# Extracted data
______

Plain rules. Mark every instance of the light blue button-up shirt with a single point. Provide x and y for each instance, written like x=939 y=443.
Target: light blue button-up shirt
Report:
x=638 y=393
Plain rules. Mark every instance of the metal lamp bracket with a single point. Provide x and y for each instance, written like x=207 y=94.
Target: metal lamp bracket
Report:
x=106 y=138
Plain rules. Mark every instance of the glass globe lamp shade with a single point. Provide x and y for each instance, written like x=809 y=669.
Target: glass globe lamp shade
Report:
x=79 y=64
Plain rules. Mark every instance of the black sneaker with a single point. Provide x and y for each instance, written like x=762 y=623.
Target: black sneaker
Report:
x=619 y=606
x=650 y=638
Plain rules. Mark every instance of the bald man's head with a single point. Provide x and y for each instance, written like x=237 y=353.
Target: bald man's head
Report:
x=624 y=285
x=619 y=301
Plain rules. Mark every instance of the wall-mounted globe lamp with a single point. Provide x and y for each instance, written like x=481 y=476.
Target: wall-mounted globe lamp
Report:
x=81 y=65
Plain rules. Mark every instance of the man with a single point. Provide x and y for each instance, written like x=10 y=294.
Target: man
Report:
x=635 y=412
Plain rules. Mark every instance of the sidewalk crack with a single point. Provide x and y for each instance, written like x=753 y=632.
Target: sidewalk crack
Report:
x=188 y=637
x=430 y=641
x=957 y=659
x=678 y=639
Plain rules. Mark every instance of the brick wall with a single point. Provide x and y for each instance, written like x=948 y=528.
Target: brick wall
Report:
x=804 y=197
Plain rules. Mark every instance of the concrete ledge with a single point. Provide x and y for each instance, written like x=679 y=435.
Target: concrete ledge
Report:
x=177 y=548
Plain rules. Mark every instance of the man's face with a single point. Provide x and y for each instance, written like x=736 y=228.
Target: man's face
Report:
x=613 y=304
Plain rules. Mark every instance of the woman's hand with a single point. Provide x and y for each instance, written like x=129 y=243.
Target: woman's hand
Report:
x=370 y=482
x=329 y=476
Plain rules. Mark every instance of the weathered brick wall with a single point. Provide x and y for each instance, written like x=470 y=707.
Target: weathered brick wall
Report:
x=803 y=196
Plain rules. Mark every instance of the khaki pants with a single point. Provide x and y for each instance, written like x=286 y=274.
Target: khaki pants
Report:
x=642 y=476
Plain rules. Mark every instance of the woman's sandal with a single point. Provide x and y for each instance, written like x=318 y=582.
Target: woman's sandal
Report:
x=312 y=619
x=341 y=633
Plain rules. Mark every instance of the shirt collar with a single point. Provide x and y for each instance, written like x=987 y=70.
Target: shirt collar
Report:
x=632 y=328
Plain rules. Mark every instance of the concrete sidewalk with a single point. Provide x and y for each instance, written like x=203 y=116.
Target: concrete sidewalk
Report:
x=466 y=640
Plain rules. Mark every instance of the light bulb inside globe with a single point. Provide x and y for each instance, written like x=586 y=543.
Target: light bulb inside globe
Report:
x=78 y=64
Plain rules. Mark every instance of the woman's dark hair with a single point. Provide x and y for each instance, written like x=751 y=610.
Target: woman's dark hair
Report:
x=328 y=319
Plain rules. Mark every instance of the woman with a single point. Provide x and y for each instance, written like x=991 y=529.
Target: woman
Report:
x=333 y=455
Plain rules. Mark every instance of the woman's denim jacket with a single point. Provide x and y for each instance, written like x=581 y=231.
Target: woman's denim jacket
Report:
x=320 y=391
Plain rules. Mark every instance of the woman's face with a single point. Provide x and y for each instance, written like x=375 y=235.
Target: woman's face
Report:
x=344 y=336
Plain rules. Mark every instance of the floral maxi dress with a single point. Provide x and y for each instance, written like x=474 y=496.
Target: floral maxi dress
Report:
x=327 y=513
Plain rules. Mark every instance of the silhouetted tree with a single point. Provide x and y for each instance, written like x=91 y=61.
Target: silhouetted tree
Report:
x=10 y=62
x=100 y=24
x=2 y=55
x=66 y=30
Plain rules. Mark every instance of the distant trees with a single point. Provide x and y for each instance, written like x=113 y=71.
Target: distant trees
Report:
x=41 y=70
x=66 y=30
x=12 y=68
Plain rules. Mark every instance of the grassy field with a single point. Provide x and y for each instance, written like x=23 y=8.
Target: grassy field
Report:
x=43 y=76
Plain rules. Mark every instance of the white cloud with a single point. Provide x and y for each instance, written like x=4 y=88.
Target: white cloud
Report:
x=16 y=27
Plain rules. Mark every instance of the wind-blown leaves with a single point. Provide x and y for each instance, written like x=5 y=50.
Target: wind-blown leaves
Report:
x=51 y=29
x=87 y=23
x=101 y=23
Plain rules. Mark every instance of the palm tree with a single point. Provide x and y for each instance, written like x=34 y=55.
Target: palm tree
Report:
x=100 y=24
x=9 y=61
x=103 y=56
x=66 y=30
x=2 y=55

______

# Stated goal
Rewrite all of the data above, changing every "Report" to "Output" and leaving everything else the same.

# Exercise answer
Plain rules. Mark every instance of the light blue button-up shirt with a single point. Provide x and y for each instance, written like x=939 y=443.
Target: light blue button-up shirt
Output:
x=638 y=393
Plain rules. Mark every instance of the metal lamp bracket with a single point. Provide x and y for each instance, written like x=207 y=94.
Target: metal lamp bracket
Output:
x=106 y=138
Plain rules. Mark every instance of the glass globe lamp shade with a single point. Provide x and y for each instance, written like x=809 y=669.
Target: glass globe lamp shade
Output:
x=79 y=64
Plain rules. Mark every instance of the black sneaker with a single point. Provide x and y for each instance, written like x=762 y=623.
Target: black sneaker
Output:
x=619 y=606
x=650 y=638
Plain rules. Mark every instance of the bald man's head with a single point. Provide x and y for each instance, written like x=237 y=353.
Target: bald man's head
Output:
x=624 y=285
x=619 y=301
Plain rules. Mark every instance of the wall-mounted globe lamp with a single point. Provide x and y for each instance, written like x=481 y=476.
Target: wall-mounted globe lamp
Output:
x=81 y=65
Plain rules. Mark every instance of the man with a single point. Provide x and y for each instance, written like x=10 y=294.
Target: man
Output:
x=635 y=412
Plain rules. Mark every instance of the sidewalk crack with a single point. Provide x and y for each instance, written like x=753 y=632.
Target: sidewalk crack
Output:
x=188 y=637
x=430 y=641
x=957 y=659
x=678 y=639
Plain rules. Mark every instance of the brick wall with a single point. Provide x and y for each instance, written like x=948 y=528.
Target: brick wall
Output:
x=804 y=197
Plain rules. Mark every instance of the concrete ledge with a single point. Provide x and y for each instance, written like x=679 y=435.
Target: concrete ledge
Output:
x=177 y=548
Plain rules. Mark every instance of the man's face with a single point. Provide x and y for each instance, written like x=736 y=228.
Target: man's face
Output:
x=613 y=304
Plain rules. Mark every instance of the woman's hand with a single point. Provide x and y for each instance, written like x=129 y=243.
Target: woman's hand
Output:
x=370 y=482
x=329 y=476
Plain rules. Mark every instance of the weathered brick wall with a single point. Provide x and y for each instance, written like x=470 y=707.
Target: weathered brick wall
Output:
x=803 y=196
Plain rules. Mark every instance of the khaki pants with a single point. Provide x and y for each instance, written like x=286 y=274.
Target: khaki pants
Output:
x=642 y=476
Plain rules. Mark every instance of the woman's sandal with a single point. Provide x and y for each instance, written like x=318 y=582.
Target: woman's sandal
Output:
x=312 y=619
x=341 y=633
Plain rules. Mark every instance of the shirt collar with a single point. Provide x and y for each instance, written like x=987 y=70.
Target: shirt collar
Output:
x=632 y=328
Plain rules. Mark every instance of the concrete sidewalk with a single point. Provide x and y for each instance, written like x=203 y=116.
Target: concrete sidewalk
Output:
x=466 y=640
Plain rules. Mark every instance of the light bulb inside globe with a single point. Provide x and y for each instance, written like x=586 y=543.
Target: light bulb inside globe
Output:
x=78 y=64
Plain rules. Mark every instance of the woman's dark hair with a single point. Provide x and y for each instance, written like x=751 y=610.
Target: woman's dark hair
Output:
x=328 y=319
Plain rules. Mark every instance of the woman with a single point. Provide x and y for each instance, written like x=991 y=529.
Target: woman
Output:
x=333 y=455
Plain rules. Mark every instance of the woman's denim jacket with a single point. Provide x and y for each instance, written like x=581 y=231.
Target: woman's denim jacket
Output:
x=320 y=391
Plain rules. Mark every instance of the woman's face with a single point. Provide x and y for each instance, written like x=375 y=235.
Target: woman's face
Output:
x=344 y=336
Plain rules. Mark every instance of the floral maxi dress with a single point. Provide x and y for each instance, written like x=474 y=496.
Target: floral maxi dress
Output:
x=327 y=513
Plain rules. Mark every instance of the silhouetted tree with a single point. Provide x and y for each instance, written like x=91 y=61.
Target: silhouetted tree
Output:
x=10 y=62
x=100 y=24
x=2 y=55
x=66 y=30
Plain rules. Mark every instance of the distant trees with a single point. Provide x and y for each instance, written like x=113 y=71.
Target: distant trees
Output:
x=41 y=70
x=66 y=30
x=12 y=68
Plain rules. Mark every instance of the grassy field with a single point. Provide x and y for each instance, written like x=23 y=8.
Target: grassy field
Output:
x=43 y=76
Plain rules. Mark every instance of the white cloud with a single point. Provide x and y for each instance, written like x=4 y=88.
Target: white cloud
Output:
x=16 y=27
Plain rules. Mark every instance of the wind-blown leaves with a single point. Provide x and y for each instance, written like x=5 y=50.
Target: wind-blown leaves
Output:
x=51 y=29
x=87 y=23
x=101 y=23
Plain rules. Mark every instance of the palm tree with a single point. Provide x and y for each instance, written like x=34 y=55.
Target: palm tree
Output:
x=100 y=24
x=9 y=61
x=103 y=56
x=66 y=30
x=2 y=55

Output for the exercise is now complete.